:: THE INPUT ::
"""
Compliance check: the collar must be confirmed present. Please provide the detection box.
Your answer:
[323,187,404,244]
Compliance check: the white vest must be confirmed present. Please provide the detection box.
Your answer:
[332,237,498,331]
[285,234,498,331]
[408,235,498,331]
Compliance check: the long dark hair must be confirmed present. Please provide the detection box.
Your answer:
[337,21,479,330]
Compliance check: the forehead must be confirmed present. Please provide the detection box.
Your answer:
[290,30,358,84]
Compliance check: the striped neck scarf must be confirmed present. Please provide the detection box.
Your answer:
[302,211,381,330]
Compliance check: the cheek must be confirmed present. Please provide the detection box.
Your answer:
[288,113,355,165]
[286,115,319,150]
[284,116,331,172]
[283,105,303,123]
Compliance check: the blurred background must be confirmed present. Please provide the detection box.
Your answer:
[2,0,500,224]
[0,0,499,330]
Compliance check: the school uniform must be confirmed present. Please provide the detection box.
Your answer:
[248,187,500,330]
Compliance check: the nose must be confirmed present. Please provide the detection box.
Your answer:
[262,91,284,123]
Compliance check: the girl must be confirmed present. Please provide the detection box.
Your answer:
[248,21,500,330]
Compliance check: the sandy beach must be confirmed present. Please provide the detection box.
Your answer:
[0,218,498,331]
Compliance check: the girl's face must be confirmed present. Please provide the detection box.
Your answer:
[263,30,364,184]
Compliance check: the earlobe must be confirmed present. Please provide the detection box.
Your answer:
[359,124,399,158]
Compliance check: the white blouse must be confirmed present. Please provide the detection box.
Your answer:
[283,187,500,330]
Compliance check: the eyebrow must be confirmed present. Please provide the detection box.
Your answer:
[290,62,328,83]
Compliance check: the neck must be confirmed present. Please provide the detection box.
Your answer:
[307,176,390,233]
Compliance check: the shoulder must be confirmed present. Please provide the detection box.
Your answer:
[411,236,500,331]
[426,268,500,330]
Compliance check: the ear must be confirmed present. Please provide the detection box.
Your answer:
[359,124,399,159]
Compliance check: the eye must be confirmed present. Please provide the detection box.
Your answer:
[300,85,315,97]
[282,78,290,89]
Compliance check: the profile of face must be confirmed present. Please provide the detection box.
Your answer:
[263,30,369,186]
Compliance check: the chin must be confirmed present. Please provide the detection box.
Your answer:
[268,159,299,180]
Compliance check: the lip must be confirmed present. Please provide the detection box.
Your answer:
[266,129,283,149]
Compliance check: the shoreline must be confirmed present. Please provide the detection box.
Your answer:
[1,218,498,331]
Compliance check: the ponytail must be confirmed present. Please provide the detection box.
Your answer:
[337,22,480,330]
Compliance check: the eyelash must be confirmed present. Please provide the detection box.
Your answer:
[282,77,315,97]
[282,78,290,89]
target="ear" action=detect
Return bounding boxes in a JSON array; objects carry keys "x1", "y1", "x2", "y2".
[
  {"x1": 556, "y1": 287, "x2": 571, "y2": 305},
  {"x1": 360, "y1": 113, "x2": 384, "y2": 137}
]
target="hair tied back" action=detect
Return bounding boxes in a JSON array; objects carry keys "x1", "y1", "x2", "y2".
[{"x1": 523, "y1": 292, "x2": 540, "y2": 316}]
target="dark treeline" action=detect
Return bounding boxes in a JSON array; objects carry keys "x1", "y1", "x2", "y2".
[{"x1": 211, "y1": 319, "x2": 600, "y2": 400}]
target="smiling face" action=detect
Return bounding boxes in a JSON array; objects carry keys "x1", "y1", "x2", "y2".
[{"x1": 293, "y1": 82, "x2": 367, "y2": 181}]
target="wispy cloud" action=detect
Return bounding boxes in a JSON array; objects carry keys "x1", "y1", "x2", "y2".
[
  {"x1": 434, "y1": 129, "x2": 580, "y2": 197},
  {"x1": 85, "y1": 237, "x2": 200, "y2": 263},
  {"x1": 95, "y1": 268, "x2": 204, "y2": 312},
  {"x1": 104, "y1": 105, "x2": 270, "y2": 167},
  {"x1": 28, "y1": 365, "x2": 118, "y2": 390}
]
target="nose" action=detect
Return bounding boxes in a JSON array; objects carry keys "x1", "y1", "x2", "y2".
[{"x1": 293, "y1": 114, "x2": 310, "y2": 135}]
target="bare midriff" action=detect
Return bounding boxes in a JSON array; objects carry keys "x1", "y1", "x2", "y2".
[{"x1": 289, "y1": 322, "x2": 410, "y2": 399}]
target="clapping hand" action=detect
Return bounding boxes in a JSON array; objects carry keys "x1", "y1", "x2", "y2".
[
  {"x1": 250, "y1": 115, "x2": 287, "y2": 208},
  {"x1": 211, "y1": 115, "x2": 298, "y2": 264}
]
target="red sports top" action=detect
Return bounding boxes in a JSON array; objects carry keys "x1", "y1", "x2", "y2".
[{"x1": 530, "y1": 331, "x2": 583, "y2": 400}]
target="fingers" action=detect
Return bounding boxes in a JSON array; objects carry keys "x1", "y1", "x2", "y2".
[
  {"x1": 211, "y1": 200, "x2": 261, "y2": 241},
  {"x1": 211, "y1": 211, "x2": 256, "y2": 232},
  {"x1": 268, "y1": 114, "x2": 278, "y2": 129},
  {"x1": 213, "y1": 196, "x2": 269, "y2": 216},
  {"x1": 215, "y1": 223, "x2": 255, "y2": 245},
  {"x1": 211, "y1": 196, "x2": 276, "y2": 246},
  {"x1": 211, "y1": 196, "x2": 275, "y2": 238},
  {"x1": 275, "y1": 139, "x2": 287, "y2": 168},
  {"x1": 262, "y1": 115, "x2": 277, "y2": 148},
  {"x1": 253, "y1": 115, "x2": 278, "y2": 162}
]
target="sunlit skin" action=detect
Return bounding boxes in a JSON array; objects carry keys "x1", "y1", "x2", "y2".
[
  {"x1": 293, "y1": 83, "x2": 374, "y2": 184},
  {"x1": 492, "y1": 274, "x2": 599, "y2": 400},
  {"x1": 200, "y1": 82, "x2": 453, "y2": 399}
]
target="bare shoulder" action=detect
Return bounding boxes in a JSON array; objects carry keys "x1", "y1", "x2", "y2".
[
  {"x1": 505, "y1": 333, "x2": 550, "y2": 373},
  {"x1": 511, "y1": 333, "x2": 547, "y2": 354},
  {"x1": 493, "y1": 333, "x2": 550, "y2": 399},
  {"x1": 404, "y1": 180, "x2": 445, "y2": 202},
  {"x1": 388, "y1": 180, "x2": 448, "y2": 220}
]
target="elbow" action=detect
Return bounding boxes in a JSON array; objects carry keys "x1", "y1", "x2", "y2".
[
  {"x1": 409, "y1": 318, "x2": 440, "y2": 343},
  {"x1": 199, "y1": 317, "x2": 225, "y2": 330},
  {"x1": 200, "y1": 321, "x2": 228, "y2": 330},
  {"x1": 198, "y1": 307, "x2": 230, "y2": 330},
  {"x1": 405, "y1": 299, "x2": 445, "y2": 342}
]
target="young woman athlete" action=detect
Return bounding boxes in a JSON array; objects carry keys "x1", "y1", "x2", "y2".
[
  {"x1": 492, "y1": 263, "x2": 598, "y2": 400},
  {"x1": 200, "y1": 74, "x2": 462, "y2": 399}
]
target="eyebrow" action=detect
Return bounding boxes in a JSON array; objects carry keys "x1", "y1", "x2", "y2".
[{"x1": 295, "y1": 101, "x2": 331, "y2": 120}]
"""
:: TO DO ::
Restate the records in full, keeping every word as it is.

:: SOLUTION FOR THIS PROBLEM ::
Compliance check: the collar must be confirmed present. Please provide the detection box.
Your answer:
[323,187,404,244]
Compliance check: the white vest must be confirmed present. Please provide the detection box.
Your answer:
[332,237,498,331]
[285,234,498,331]
[408,235,498,331]
Compliance check: the long dark hair must be confirmed present. Please provide the detection box.
Your answer:
[337,21,479,330]
Compliance check: the forehead must be confirmed present. Please provide the detection box.
Your answer:
[290,30,358,84]
Compliance check: the striped neck scarf must be confirmed present. Please provide the detection box.
Your answer:
[302,211,381,330]
Compliance check: the cheek must be confirmed present. Please provide the detection box.
Your answer:
[288,113,355,165]
[286,115,319,150]
[284,116,331,172]
[283,105,303,123]
Compliance check: the blurred background must be confirmed present. Please provide the detection box.
Your answer:
[2,0,500,224]
[0,0,499,330]
Compliance check: the school uniform must be confirmed present. Please provide the detection box.
Your answer:
[248,187,500,330]
Compliance check: the nose must be confirmed present. Please provide the detection box.
Your answer:
[262,91,284,123]
Compliance check: the girl must be confirmed present. Please provide the detection box.
Your answer:
[248,21,500,330]
Compliance check: the sandy beach must be confirmed present. Please provide the detection box.
Your answer:
[0,218,498,331]
Compliance check: the girl's face must be confirmed present. Please provide the detection box.
Your answer:
[263,30,364,184]
Compliance check: the earlobe must be confirmed present. Please provide the detection box.
Your answer:
[359,124,399,158]
Compliance check: the white blouse must be confirmed present. Please provide the detection box.
Your answer:
[283,187,500,330]
Compliance check: the eyebrow must be confirmed present. Please provide the detection box.
Your answer:
[290,62,328,83]
Compliance check: the neck must be confirmed present. Please provide the detection box.
Your answer:
[307,176,390,233]
Compliance check: the shoulder must be confirmed present. Please provide the detection box.
Your answer:
[411,236,500,331]
[426,268,500,330]
Compliance check: the ear must be confirmed present. Please provide the detection box.
Your answer:
[359,124,399,159]
Compliance check: the eye must be confirmed present. Please provide the detection box.
Your answer:
[300,85,315,97]
[282,78,290,89]
Compliance check: the profile of face must be confirmed present. Please provide the detection box.
Your answer:
[263,30,369,186]
Compliance check: the chin must be confirmed present. Please provide the detection box.
Your answer:
[268,159,299,180]
Compliance check: the lip must be confirmed present. Please provide the detection box.
Your answer:
[266,129,283,149]
Compliance check: the shoreline must be confirmed present. Please provide the detection box.
Your answer:
[1,218,498,331]
Compliance check: the ponytail must be confirmed present. Please provide the detection box.
Your answer:
[337,22,480,330]
Compliance check: the eyelash must be confirmed present. Please provide the detection box.
Your answer:
[282,77,315,97]
[282,78,290,89]
target="ear" action=detect
Return bounding boxes in a JSON array; objects carry keys "x1", "y1", "x2", "y2".
[
  {"x1": 556, "y1": 287, "x2": 571, "y2": 305},
  {"x1": 360, "y1": 113, "x2": 384, "y2": 137}
]
target="hair tied back" action=detect
Return bounding boxes in a JSON array; objects carry keys "x1", "y1", "x2", "y2".
[{"x1": 523, "y1": 292, "x2": 540, "y2": 316}]
target="dark treeline" action=detect
Return bounding boxes in a JSON array; objects carry keys "x1", "y1", "x2", "y2".
[{"x1": 211, "y1": 319, "x2": 600, "y2": 400}]
target="smiling face" action=detect
Return bounding boxes in a JSON array; objects carry keys "x1", "y1", "x2", "y2".
[{"x1": 293, "y1": 82, "x2": 367, "y2": 181}]
target="wispy cloud" action=detect
Return bounding boxes in a JSON array; objects carry keys "x1", "y1", "x2", "y2".
[
  {"x1": 434, "y1": 129, "x2": 580, "y2": 197},
  {"x1": 85, "y1": 237, "x2": 200, "y2": 263},
  {"x1": 95, "y1": 268, "x2": 204, "y2": 312},
  {"x1": 104, "y1": 105, "x2": 270, "y2": 167},
  {"x1": 28, "y1": 365, "x2": 118, "y2": 390}
]
target="nose" action=detect
Return bounding boxes in a JSON array; objects carry keys "x1", "y1", "x2", "y2".
[{"x1": 293, "y1": 114, "x2": 310, "y2": 135}]
target="bare midriff" action=detect
Return bounding boxes in a JSON array; objects carry keys "x1", "y1", "x2", "y2".
[{"x1": 289, "y1": 322, "x2": 410, "y2": 399}]
target="clapping hand" action=detect
Return bounding boxes in a JSON array; objects carry keys "x1", "y1", "x2", "y2".
[
  {"x1": 250, "y1": 115, "x2": 287, "y2": 208},
  {"x1": 211, "y1": 115, "x2": 298, "y2": 264}
]
target="red sports top" action=detect
Return bounding boxes in a JSON array; objects carry keys "x1", "y1", "x2", "y2".
[{"x1": 530, "y1": 331, "x2": 583, "y2": 400}]
target="fingers" action=detect
Return bounding boxes in a JSON array; objects carry keys "x1", "y1", "x2", "y2".
[
  {"x1": 211, "y1": 200, "x2": 261, "y2": 241},
  {"x1": 211, "y1": 211, "x2": 256, "y2": 232},
  {"x1": 268, "y1": 114, "x2": 278, "y2": 129},
  {"x1": 213, "y1": 196, "x2": 269, "y2": 216},
  {"x1": 215, "y1": 223, "x2": 255, "y2": 245},
  {"x1": 211, "y1": 196, "x2": 276, "y2": 246},
  {"x1": 211, "y1": 196, "x2": 275, "y2": 238},
  {"x1": 275, "y1": 139, "x2": 287, "y2": 168},
  {"x1": 262, "y1": 115, "x2": 277, "y2": 148},
  {"x1": 253, "y1": 115, "x2": 278, "y2": 162}
]
target="sunlit skin" action=detect
Return bounding boxes in a JSON array; objects carry keys "x1", "y1", "x2", "y2".
[
  {"x1": 293, "y1": 83, "x2": 374, "y2": 184},
  {"x1": 492, "y1": 274, "x2": 599, "y2": 400},
  {"x1": 200, "y1": 82, "x2": 453, "y2": 399}
]
target="bare shoulder" action=detect
Return bounding boxes in a JSON array; objects carry keys "x1", "y1", "x2", "y2".
[
  {"x1": 505, "y1": 333, "x2": 550, "y2": 373},
  {"x1": 511, "y1": 333, "x2": 547, "y2": 354},
  {"x1": 493, "y1": 333, "x2": 550, "y2": 399},
  {"x1": 404, "y1": 180, "x2": 445, "y2": 202},
  {"x1": 388, "y1": 180, "x2": 448, "y2": 220}
]
target="elbow" action=detect
Return bounding boxes in a JSON array; objects carry keys "x1", "y1", "x2", "y2".
[
  {"x1": 409, "y1": 318, "x2": 440, "y2": 343},
  {"x1": 199, "y1": 317, "x2": 225, "y2": 330},
  {"x1": 200, "y1": 321, "x2": 228, "y2": 330},
  {"x1": 198, "y1": 307, "x2": 230, "y2": 330},
  {"x1": 405, "y1": 299, "x2": 445, "y2": 342}
]
target="young woman athlete" action=detect
Return bounding boxes in a JSON array; objects carry keys "x1", "y1", "x2", "y2".
[
  {"x1": 492, "y1": 263, "x2": 598, "y2": 400},
  {"x1": 200, "y1": 74, "x2": 462, "y2": 399}
]
target="eyebrow" action=detect
Return bounding boxes in a JSON array; objects carry keys "x1", "y1", "x2", "y2".
[{"x1": 295, "y1": 101, "x2": 331, "y2": 120}]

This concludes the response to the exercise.